Exercise objective: Pull out every line below that contains the string "glistening". Case counts.

────────────────────

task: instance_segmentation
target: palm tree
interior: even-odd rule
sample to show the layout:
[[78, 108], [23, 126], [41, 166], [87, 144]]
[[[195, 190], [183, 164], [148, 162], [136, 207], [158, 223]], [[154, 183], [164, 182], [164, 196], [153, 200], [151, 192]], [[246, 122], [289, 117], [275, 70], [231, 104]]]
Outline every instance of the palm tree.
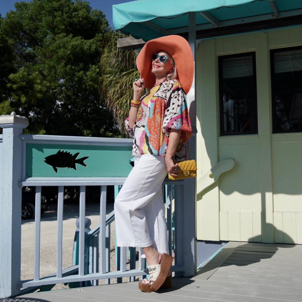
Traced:
[[133, 97], [132, 83], [139, 76], [135, 63], [137, 51], [121, 50], [117, 47], [117, 39], [126, 36], [113, 31], [106, 34], [101, 59], [99, 88], [101, 99], [112, 112], [124, 137], [128, 135], [124, 121], [128, 116]]

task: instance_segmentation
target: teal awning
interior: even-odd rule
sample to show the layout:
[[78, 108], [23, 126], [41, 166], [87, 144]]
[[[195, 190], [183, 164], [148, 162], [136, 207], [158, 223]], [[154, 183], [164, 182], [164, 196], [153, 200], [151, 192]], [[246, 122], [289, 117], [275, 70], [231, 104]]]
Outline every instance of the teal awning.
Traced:
[[145, 41], [185, 35], [189, 12], [196, 13], [197, 33], [256, 23], [264, 28], [269, 23], [271, 28], [302, 23], [301, 0], [138, 0], [113, 5], [112, 11], [116, 29]]

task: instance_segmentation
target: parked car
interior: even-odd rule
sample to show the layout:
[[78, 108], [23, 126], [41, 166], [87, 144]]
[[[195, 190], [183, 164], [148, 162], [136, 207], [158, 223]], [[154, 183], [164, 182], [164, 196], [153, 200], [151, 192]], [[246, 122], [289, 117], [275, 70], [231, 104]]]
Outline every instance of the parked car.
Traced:
[[[35, 217], [36, 192], [34, 188], [26, 187], [22, 188], [22, 218], [31, 219]], [[46, 199], [43, 195], [41, 198], [41, 214], [47, 209]]]

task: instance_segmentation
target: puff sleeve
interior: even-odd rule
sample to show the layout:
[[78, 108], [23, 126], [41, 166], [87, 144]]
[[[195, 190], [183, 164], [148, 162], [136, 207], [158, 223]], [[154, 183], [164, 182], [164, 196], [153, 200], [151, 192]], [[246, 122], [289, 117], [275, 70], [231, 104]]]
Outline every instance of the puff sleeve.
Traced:
[[185, 143], [192, 135], [192, 127], [185, 92], [175, 80], [167, 94], [162, 131], [168, 138], [171, 129], [182, 130], [180, 141]]

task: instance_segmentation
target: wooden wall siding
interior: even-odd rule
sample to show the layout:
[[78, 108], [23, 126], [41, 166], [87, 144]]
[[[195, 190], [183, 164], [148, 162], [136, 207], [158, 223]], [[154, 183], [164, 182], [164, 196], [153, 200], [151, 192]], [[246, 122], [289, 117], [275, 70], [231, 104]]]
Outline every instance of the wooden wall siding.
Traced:
[[[218, 121], [217, 87], [216, 80], [217, 57], [213, 50], [215, 40], [203, 41], [202, 47], [197, 53], [199, 67], [202, 71], [197, 79], [198, 121], [197, 160], [198, 171], [206, 172], [217, 162]], [[206, 72], [202, 71], [207, 71]], [[198, 239], [218, 241], [219, 239], [219, 198], [218, 181], [211, 189], [205, 190], [197, 196], [197, 227]], [[198, 191], [197, 184], [197, 191]]]
[[302, 212], [301, 140], [300, 133], [276, 135], [274, 138], [272, 175], [276, 212]]
[[287, 47], [302, 43], [302, 27], [301, 26], [269, 31], [266, 32], [268, 46], [269, 47]]
[[230, 52], [240, 52], [242, 50], [256, 48], [255, 33], [222, 37], [217, 39], [216, 52], [217, 54], [226, 54]]
[[219, 182], [221, 211], [261, 211], [258, 136], [218, 139], [219, 160], [233, 158], [236, 163]]
[[[302, 45], [300, 26], [220, 37], [199, 43], [199, 173], [206, 172], [225, 159], [233, 158], [236, 163], [198, 196], [198, 239], [217, 240], [218, 237], [218, 240], [249, 241], [251, 238], [258, 242], [288, 243], [292, 242], [289, 238], [293, 236], [295, 242], [302, 242], [302, 220], [298, 221], [297, 218], [302, 218], [302, 185], [299, 180], [302, 170], [299, 154], [302, 134], [271, 134], [269, 60], [270, 49], [299, 45]], [[250, 51], [256, 53], [258, 134], [220, 137], [217, 57]], [[294, 219], [293, 214], [282, 213], [291, 212]], [[240, 216], [238, 213], [241, 213], [245, 214]], [[233, 221], [240, 221], [240, 227], [232, 224]]]
[[220, 211], [220, 240], [261, 242], [261, 212]]
[[275, 242], [302, 244], [302, 213], [274, 213]]

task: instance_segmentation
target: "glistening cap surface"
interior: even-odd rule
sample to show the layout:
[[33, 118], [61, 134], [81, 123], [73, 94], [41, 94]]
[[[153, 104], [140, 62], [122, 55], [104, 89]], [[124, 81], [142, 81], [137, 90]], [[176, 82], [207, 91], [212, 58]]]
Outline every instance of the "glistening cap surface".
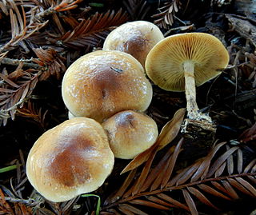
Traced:
[[104, 42], [102, 50], [128, 53], [144, 66], [149, 51], [163, 38], [156, 25], [146, 21], [134, 21], [111, 31]]
[[152, 86], [142, 65], [120, 51], [95, 51], [74, 62], [62, 81], [64, 103], [73, 115], [102, 122], [125, 109], [145, 111]]
[[105, 121], [110, 148], [115, 157], [132, 159], [150, 148], [158, 137], [158, 126], [149, 116], [126, 110]]
[[183, 63], [194, 64], [196, 86], [200, 86], [226, 68], [229, 54], [214, 36], [205, 33], [186, 33], [170, 36], [159, 42], [149, 53], [146, 72], [154, 84], [170, 91], [184, 91]]
[[38, 139], [27, 158], [26, 174], [43, 197], [59, 202], [97, 189], [113, 166], [114, 154], [102, 125], [79, 117]]

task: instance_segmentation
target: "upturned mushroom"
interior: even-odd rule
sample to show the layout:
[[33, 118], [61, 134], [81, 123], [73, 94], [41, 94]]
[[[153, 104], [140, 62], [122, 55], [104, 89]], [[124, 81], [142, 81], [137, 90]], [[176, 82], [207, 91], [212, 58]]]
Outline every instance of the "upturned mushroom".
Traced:
[[122, 24], [106, 37], [103, 50], [119, 50], [134, 56], [143, 66], [146, 55], [164, 36], [159, 28], [146, 21]]
[[146, 71], [154, 84], [166, 90], [185, 90], [190, 120], [211, 124], [210, 116], [199, 112], [195, 86], [220, 74], [218, 69], [226, 68], [228, 62], [228, 52], [217, 38], [186, 33], [159, 42], [146, 58]]
[[74, 116], [98, 122], [125, 109], [145, 111], [152, 99], [142, 65], [116, 50], [95, 51], [75, 61], [64, 75], [62, 92]]
[[150, 148], [158, 132], [155, 121], [149, 116], [126, 110], [118, 113], [102, 124], [115, 157], [132, 159]]
[[101, 186], [114, 157], [102, 126], [93, 119], [67, 120], [44, 133], [26, 161], [27, 177], [46, 199], [60, 202]]

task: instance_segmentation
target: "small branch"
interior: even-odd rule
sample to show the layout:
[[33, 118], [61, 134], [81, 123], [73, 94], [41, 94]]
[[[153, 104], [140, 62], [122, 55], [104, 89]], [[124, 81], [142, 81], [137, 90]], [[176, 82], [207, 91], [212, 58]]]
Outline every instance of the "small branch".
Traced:
[[229, 178], [235, 178], [235, 177], [246, 177], [246, 176], [253, 176], [255, 177], [256, 176], [256, 173], [239, 173], [239, 174], [234, 174], [234, 175], [230, 175], [230, 176], [224, 176], [224, 177], [216, 177], [216, 178], [207, 178], [202, 181], [194, 181], [194, 182], [190, 182], [190, 183], [187, 183], [187, 184], [183, 184], [181, 185], [177, 185], [177, 186], [171, 186], [171, 187], [166, 187], [163, 188], [162, 189], [156, 189], [156, 190], [152, 190], [150, 192], [142, 192], [142, 193], [139, 193], [136, 195], [134, 196], [130, 196], [127, 197], [126, 198], [121, 199], [116, 202], [113, 202], [108, 205], [104, 206], [102, 209], [105, 210], [112, 207], [114, 207], [116, 205], [118, 205], [119, 204], [122, 204], [125, 202], [129, 202], [130, 201], [133, 200], [133, 199], [136, 199], [140, 197], [145, 197], [145, 196], [150, 196], [150, 195], [154, 195], [154, 194], [158, 194], [158, 193], [162, 193], [163, 192], [166, 192], [166, 191], [173, 191], [173, 190], [177, 190], [177, 189], [184, 189], [186, 187], [189, 187], [189, 186], [194, 186], [197, 185], [200, 185], [202, 183], [206, 183], [208, 181], [223, 181], [223, 180], [227, 180]]
[[11, 59], [8, 58], [3, 58], [2, 59], [0, 59], [0, 65], [6, 64], [6, 65], [10, 65], [10, 66], [18, 66], [20, 62], [23, 62], [24, 67], [29, 67], [33, 69], [38, 69], [40, 67], [40, 66], [38, 64], [28, 62], [30, 61], [32, 61], [32, 58], [29, 60], [25, 60], [25, 59]]
[[[0, 197], [0, 198], [2, 198]], [[8, 201], [10, 202], [18, 202], [24, 205], [28, 205], [30, 206], [35, 206], [39, 205], [42, 203], [42, 201], [35, 201], [34, 199], [18, 199], [18, 198], [14, 198], [14, 197], [5, 197], [5, 200]]]

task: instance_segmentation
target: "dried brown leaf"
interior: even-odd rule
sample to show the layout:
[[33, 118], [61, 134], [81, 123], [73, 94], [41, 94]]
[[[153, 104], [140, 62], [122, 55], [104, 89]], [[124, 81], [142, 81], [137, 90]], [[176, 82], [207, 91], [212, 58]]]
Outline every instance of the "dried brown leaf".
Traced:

────────────────────

Solution for this task:
target: "glistening cap surface"
Outline every instance of the "glistening cap surface".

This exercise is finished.